Goal of the exercise —
Convert the data below into a JSON list of strings, with one string per line and no blank lines.

Supplied material —

################

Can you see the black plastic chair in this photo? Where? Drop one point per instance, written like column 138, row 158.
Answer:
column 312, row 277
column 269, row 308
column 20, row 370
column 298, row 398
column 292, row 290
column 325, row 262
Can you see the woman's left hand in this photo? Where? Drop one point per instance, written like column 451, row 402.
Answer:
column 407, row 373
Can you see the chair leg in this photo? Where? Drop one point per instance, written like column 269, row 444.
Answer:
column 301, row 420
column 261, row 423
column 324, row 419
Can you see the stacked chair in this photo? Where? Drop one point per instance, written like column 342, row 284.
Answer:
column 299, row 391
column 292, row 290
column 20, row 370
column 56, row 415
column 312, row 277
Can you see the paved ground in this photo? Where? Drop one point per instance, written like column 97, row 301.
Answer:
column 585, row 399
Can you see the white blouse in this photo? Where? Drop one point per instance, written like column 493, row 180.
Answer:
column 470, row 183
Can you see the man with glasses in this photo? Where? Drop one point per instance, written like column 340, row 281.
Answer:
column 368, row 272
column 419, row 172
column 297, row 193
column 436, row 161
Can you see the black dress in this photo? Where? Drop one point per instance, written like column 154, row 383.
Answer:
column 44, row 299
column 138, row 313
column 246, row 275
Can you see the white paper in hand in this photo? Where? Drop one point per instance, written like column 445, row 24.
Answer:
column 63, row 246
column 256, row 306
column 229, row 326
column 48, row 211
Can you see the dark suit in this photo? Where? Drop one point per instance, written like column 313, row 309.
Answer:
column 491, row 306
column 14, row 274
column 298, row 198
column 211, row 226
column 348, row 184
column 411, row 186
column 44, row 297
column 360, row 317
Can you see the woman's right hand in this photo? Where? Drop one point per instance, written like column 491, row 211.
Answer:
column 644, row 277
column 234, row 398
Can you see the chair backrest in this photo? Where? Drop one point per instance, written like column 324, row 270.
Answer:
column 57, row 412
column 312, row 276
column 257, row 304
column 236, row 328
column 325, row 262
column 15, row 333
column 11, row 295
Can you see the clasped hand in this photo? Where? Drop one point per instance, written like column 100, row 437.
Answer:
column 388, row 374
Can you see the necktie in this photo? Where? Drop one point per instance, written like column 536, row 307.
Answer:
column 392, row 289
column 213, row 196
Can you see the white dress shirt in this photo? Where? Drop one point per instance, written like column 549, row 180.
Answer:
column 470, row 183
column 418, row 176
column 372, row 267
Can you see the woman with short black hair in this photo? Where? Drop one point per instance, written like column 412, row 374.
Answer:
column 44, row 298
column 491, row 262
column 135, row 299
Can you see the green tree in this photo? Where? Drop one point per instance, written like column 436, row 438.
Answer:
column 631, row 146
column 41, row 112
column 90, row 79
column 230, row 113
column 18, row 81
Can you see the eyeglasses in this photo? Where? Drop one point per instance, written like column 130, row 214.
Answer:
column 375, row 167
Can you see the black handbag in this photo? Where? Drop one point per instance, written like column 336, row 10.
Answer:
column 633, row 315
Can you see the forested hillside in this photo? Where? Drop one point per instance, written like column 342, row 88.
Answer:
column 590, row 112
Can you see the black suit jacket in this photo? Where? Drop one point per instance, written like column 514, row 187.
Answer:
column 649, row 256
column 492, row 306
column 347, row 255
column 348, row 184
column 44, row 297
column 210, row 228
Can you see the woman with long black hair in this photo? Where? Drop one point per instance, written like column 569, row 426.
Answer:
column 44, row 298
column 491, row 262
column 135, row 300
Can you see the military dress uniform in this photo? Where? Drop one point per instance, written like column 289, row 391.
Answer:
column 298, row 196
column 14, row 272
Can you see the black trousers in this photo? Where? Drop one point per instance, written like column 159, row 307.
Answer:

################

Result of this task —
[
  "Can you see the black plastic chair in this photo? Where? Drop one point per instance, written like column 138, row 158.",
  "Answer:",
  "column 312, row 277",
  "column 269, row 308",
  "column 20, row 370",
  "column 298, row 398",
  "column 292, row 290",
  "column 325, row 262",
  "Can you see the woman's left hand in this photo? Where? Drop one point per instance, written like column 451, row 402.",
  "Answer:",
  "column 407, row 373",
  "Can you see the chair leg in this photo? Where? Drop one point per instance, written like column 269, row 444.",
  "Answer:",
  "column 301, row 420",
  "column 261, row 423",
  "column 324, row 419",
  "Can you see the stacked chair in this photo? Where? Drop one point per instance, written like column 342, row 284.",
  "Answer:",
  "column 299, row 391",
  "column 292, row 290",
  "column 20, row 370",
  "column 56, row 415",
  "column 312, row 277",
  "Can you see the paved ground in this photo? Where? Drop one point per instance, written like column 97, row 301.",
  "Answer:",
  "column 585, row 399",
  "Can you see the white blouse in this photo? Where? Drop one point per instance, written like column 493, row 180.",
  "Answer:",
  "column 470, row 183",
  "Can you see the man with glasses in this photo? Where? Drop one point per instance, written like column 340, row 281.",
  "Answer:",
  "column 368, row 272",
  "column 419, row 172",
  "column 297, row 193",
  "column 436, row 161",
  "Can you see the black dress in this photo? Where? Drop one point per instance, written like column 154, row 383.",
  "Answer:",
  "column 44, row 299",
  "column 138, row 313",
  "column 246, row 275",
  "Can you see the white paper in hand in this photo? Where? Drop one point per instance, written like column 445, row 24.",
  "Answer:",
  "column 63, row 246",
  "column 256, row 306",
  "column 229, row 326",
  "column 48, row 211",
  "Can you see the dark suit in this photo? Where? Drop one point per instance, written like column 313, row 309.",
  "Answer:",
  "column 491, row 306",
  "column 14, row 274",
  "column 298, row 198",
  "column 211, row 226",
  "column 348, row 184",
  "column 411, row 186",
  "column 44, row 297",
  "column 360, row 317",
  "Can you see the woman's right hand in this photo? Where? Drop one point per instance, written like column 491, row 211.",
  "Answer:",
  "column 644, row 277",
  "column 234, row 398",
  "Can you see the chair backrest in this photo? Where? Drop one point per instance, written like column 324, row 270.",
  "Answer:",
  "column 57, row 412",
  "column 312, row 276",
  "column 257, row 304",
  "column 236, row 328",
  "column 325, row 262",
  "column 15, row 333",
  "column 11, row 295",
  "Can you see the clasped hand in this photo? Where? Drop one point per instance, written like column 100, row 437.",
  "Answer:",
  "column 388, row 374",
  "Can you see the necktie in this photo? Where? Drop one point per instance, written like column 536, row 307.",
  "Answer:",
  "column 392, row 289",
  "column 213, row 196",
  "Can you see the white dress shirt in this photo? Where? Drop one point per instance, written like column 549, row 180.",
  "Answer:",
  "column 470, row 183",
  "column 418, row 176",
  "column 372, row 267",
  "Can you see the woman with short black hair in this photo? Where? Drop one point per instance, written like column 412, row 374.",
  "Answer:",
  "column 44, row 298",
  "column 491, row 262",
  "column 135, row 299",
  "Can you see the green tree in this photo? Where? Drop one point per instance, written like column 436, row 438.",
  "Answer:",
  "column 631, row 146",
  "column 41, row 112",
  "column 90, row 79",
  "column 230, row 113",
  "column 18, row 81",
  "Can you see the eyeglasses in this photo? Where? Drop one point per instance, written like column 130, row 214.",
  "Answer:",
  "column 375, row 167",
  "Can you see the black handbag in this photo? Where? Drop one point per instance, written like column 336, row 10.",
  "Answer:",
  "column 633, row 315",
  "Can you see the forested hillside in this photo? Where? Drop one point per instance, written like column 342, row 88.",
  "Answer:",
  "column 590, row 112",
  "Can you see the black suit jacket in this photo? Where? Drop one point per instance, written like column 514, row 187.",
  "Answer:",
  "column 649, row 256",
  "column 492, row 306",
  "column 347, row 255",
  "column 348, row 184",
  "column 44, row 297",
  "column 210, row 228",
  "Can you see the woman with long black hair in this photo? Where? Drop one point per instance, written like column 569, row 426.",
  "Answer:",
  "column 44, row 298",
  "column 491, row 262",
  "column 135, row 300",
  "Can you see the military dress uniform in this photo? Where? Drop one point per instance, written like column 289, row 391.",
  "Answer:",
  "column 298, row 196",
  "column 14, row 272",
  "Can you see the black trousers in this photo? Where? Drop one point per instance, written like column 159, row 307.",
  "Answer:"
]